==== ARTIGO
PRINCÍPIO DA INCORPORAÇÃO

            Outra afirmativa utilizada pelos juristas que entendem não ser possível a modificação desejada pela consulente é a de que, para os empregados que vêm se beneficiando pelo modo atual como a empregadora calcula seu reembolso, haveria a obrigação, desta, de incorporar a diferença média até aqui recebida, à remuneração daqueles trabalhadores, por considerar que o recebimento por período prolongado teria feito com que os trabalhadores tivessem adicionado tais valores aos seus orçamentos por responsabilidade exclusiva do empregador, de modo que a supressão repentina não pode se dar, sem que se ofereça tal compensação.

            Mais uma vez, data vênia, somos compelidos a divergir daqueles que proclamam esta necessidade.

            Simplesmente porque, a teoria da incorporação, em matéria de Direito do Trabalho, no Brasil, foi utilizada durante pequeno período se comparado com o tempo total de sua instituição, por via do Enunciado n° 76, do colendo TST, que rezava:

            TST – Enunciado n° 76. O valor das horas suplementares prestadas habitualmente, por mais de 02 anos, ou durante todo o contrato, se suprimidas, integra-se no salário para todos os efeitos legais.

            Este Enunciado deixou de compor a jurisprudência trabalhista brasileira ainda em 1.989, por via da Resolução Administrativa n° 01, que aprovou o Enunciado n° 291, do mesmo Tribunal, com o seguinte teor:

            TST – Enunciado 291. A supressão, do serviço suplementar prestado com habitualidade, durante pelo menos 1 (um) ano, assegura ao empregado o direito à indenização correspondente ao valor de 1 (um) mês das horas suprimidas para cada ano ou fração igual ou superior a seis meses de prestação de serviço acima da jornada normal.

            Lembra-se que os Enunciados esclarecem o entendimento da instância superior da Justiça do Trabalho sobre determinada questão. Norteiam, sem vincular, as instâncias inferiores e oferecem subsídios aos recursos das partes interessadas.

            As principais conseqüências trazidas, na prática, pela alteração do entendimento dos Tribunais Trabalhistas, quanto a este tema, são as seguintes:

            a)Restou reconhecido o direito de o empregador suprimir a realização de horas extraordinárias, sem que esteja obrigado a incorporar a média de horas extra habituais ao salário do empregado eventualmente atingido pela supressão, pois;

            b) a integração ao salário, por ocasião da supressão, prevista na redação do Enunciado nº 76, passa a ser devida na forma de indenização, em parcela única;

            Reitere-se por fundamental à compreensão do problema e de sua solução, que, em matéria de Direito do Trabalho, no Brasil, somente quanto a horas extras habitualmente prestadas, ainda assim, pelo tempo em que vigorou o conteúdo do Enunciado n° 76, do TST, se cogitou de incorporar ou fazer integrar seu valor médio ao salário do empregado atingido pela supressão, no momento de suprimir.
========
#### TAREFA ESCRITA A
Liste todos os atos identificados por número que o texto sobre o princípio da incorporação menciona.
#### TAREFA ESCRITA B
Prossiga com o texto sobre o princípio da incorporação a partir do ponto em que ele termina.
As linhas abaixo provêm de outra fonte.
==== ITENS
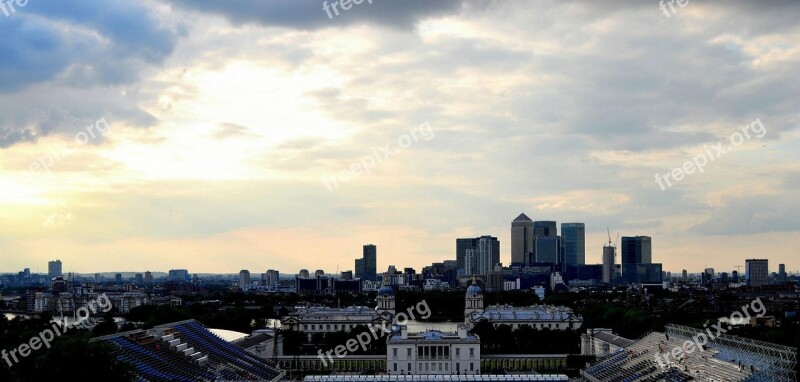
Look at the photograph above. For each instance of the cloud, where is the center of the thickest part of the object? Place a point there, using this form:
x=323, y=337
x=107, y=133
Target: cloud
x=66, y=64
x=309, y=14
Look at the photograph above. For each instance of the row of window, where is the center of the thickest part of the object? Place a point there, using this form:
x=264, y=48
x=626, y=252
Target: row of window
x=434, y=367
x=429, y=352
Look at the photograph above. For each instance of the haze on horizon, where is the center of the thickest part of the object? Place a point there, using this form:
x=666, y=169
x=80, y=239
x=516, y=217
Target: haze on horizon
========
#### RESULTADO DA TAREFA A
Enunciado nº 76 do TST; Resolução Administrativa nº 01; Enunciado nº 291 do TST

#### RESULTADO DA TAREFA B
            Portanto, concluímos que a teoria da incorporação não foi abraçada pelo legislador brasileiro, quanto à matéria trabalhista, e, mesmo a jurisprudência, a utilizou por período relativamente pequeno, para abandona-la de vez, em 1.989, fazendo prevalecer, a partir daí, somente quanto a horas extras, a necessidade de se indenizar, em parcela única, o empregado que, vindo de realizar horas extras de forma habitual, as tivesse suprimidas de seu cotidiano.

            Para encerrar nosso raciocínio jurídico sobre o tema e, entendemos nós, sepultar definitivamente a dúvida suscitada pelos que defendem a teoria da incorporação, pedimos vênia para trazer à colação, parte do voto formulado, no dia 19.08.2004, próximo passado, pela Ministra Maria Cristina Peduzzi e adotado pela Subseção de Dissídios Individuais – 1 (SDI-1) do Tribunal Superior do Trabalho ao afastar (não conhecer) embargos, em recurso de revista, interpostos por um ex-empregado que tinha por objetivo reformar decisão anterior da 4ª Turma do TST que lhe negou a percepção de horas extraordinárias correspondentes ao período em que exerceu mandato de dirigente sindical:

            "Como já foi decidido, a remuneração das horas extras não integra definitivamente a remuneração do trabalhador", considerou a relatora após lembrar que "há muito o TST, ao editar o Enunciado nº 291, cristalizou o entendimento de que a supressão do pagamento do valor das horas extras habitualmente prestadas acarreta tão-só o pagamento de indenização, não havendo de falar em recomposição pecuniária do período de supressão".

            Na primeira manifestação do TST sobre a causa, a 4ª Turma vedou o pedido do trabalhador:

            "Com efeito, a pretensão da parte poderia no máximo resumir-se a pedido de indenização pelas horas extras que deixou de receber, mas não a incorporação delas ao salário, para perpetuar seu pagamento sem a correspondente prestação de jornada suplementar", registrou o acórdão.

            "Se para condições normais a jurisprudência do TST é contrária à integração dessa parcela, não se pode admitir que no afastamento para o exercício de mandato sindical o empregado possa integrar as horas extras que não mais prestou",


DO SALÁRIO CONDIÇÃO

            Ao contrário do que se apregoa, o direito brasileiro se afastou da teoria da incorporação ou integração, para consagrar o conceito de salário condição.

            Salário condição é a parte da remuneração do trabalhador que se sobrepõe ao seu salário básico e com este não se confunde.

            Enquanto o salário básico, que não pode ser inferior ao mínimo legal, é devido ao empregado, independentemente de qualquer outro fato ou fator, além da prestação normal do trabalho, em consonância com o contrato de trabalho, pois "os riscos da atividade econômica" correspondem à empresa (art. 2° da CLT), o salário condição só pode ser aceito como sobre-salário, tornando-se devido ao empregado, além do salário básico, na medida em que se verifique causa que lhe dê suporte à existência, tal como: realização de horas extras; trabalho desenvolvido em ambiente de insalubridade; trabalhado realizado em condições de periculosidade, nos casos de transferência do local de trabalho do empregado, o adicional de transferência etc. etc.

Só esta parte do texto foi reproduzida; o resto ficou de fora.